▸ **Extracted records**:
# # # #
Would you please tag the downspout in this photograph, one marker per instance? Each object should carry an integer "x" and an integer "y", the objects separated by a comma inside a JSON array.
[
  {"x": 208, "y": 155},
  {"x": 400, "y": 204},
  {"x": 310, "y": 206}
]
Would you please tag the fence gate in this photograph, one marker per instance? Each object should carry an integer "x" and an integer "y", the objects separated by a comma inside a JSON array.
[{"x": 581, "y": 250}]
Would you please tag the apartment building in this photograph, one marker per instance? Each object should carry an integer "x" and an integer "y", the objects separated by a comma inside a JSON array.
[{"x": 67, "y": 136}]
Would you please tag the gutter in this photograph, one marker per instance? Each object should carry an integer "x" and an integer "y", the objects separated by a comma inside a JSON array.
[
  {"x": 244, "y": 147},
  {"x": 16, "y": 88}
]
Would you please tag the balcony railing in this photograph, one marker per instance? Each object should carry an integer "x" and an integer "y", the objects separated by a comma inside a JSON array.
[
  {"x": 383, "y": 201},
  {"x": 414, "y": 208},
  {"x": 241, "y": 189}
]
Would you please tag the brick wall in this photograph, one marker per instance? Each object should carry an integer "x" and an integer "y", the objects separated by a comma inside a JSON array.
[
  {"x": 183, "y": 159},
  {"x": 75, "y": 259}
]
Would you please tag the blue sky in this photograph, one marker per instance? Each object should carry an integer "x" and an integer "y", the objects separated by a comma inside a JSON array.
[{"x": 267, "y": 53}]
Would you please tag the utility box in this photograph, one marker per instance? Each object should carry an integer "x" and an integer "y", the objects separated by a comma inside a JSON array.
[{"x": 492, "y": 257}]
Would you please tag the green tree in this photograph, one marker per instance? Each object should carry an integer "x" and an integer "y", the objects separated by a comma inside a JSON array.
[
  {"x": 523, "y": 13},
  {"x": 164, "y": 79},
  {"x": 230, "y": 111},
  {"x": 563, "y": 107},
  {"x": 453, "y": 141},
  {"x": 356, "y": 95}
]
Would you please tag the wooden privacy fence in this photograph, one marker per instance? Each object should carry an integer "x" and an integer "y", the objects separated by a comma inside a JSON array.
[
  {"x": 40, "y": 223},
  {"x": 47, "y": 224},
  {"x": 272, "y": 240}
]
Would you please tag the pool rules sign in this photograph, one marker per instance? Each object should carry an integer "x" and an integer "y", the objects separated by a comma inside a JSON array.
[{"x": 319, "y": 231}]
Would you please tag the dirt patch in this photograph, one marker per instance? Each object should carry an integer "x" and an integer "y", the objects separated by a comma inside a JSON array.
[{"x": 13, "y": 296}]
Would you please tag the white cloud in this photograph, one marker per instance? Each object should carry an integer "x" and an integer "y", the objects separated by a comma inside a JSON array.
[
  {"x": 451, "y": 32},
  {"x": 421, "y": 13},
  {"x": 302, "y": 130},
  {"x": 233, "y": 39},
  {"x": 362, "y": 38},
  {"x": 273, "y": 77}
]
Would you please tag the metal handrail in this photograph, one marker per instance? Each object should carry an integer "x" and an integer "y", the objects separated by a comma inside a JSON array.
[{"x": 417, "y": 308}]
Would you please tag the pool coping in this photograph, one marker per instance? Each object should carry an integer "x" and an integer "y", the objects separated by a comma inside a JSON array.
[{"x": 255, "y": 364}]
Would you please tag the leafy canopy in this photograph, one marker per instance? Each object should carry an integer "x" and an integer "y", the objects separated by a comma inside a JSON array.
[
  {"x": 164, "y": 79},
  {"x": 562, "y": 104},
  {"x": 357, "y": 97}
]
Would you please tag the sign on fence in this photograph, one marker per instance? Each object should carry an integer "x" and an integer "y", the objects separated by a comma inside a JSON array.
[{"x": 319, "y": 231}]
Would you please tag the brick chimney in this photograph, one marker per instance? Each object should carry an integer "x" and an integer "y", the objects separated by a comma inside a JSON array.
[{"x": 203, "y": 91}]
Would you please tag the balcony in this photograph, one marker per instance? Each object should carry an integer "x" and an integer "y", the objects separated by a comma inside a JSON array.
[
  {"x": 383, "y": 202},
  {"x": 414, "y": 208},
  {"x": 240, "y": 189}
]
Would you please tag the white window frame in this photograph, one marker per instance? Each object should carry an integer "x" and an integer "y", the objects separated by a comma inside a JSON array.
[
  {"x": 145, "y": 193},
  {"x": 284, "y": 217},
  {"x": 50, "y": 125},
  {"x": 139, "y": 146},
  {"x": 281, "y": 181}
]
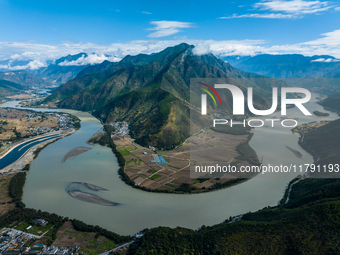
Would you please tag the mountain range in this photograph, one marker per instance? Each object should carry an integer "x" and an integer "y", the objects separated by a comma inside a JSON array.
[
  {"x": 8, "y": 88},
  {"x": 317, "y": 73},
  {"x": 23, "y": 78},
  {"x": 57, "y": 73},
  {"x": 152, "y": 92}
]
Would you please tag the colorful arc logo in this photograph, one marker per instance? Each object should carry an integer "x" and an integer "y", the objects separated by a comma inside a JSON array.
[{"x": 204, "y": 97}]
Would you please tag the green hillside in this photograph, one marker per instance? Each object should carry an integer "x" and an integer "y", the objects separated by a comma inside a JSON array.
# # # #
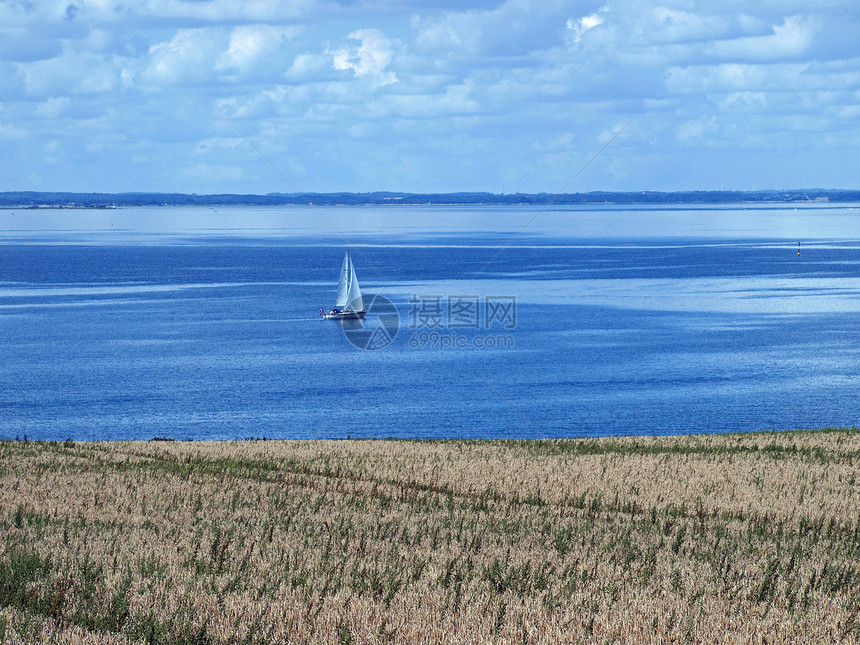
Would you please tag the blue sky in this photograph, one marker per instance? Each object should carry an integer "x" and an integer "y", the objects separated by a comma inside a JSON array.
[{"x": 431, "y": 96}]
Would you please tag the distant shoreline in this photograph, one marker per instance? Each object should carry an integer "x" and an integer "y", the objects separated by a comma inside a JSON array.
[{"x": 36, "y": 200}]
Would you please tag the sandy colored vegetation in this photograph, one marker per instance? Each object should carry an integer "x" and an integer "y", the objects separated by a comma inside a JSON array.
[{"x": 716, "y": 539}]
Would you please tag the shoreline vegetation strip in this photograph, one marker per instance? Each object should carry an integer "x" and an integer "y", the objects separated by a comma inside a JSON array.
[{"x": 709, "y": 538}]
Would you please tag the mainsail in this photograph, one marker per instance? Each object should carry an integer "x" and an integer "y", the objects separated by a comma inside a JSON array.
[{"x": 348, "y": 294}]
# # # #
▸ **YOUR GOAL**: Count the lines in the records above that contain the word "balcony", treating uppercase and lowercase as different. Reply with the number alone.

▸ **EXERCISE SOLUTION**: 2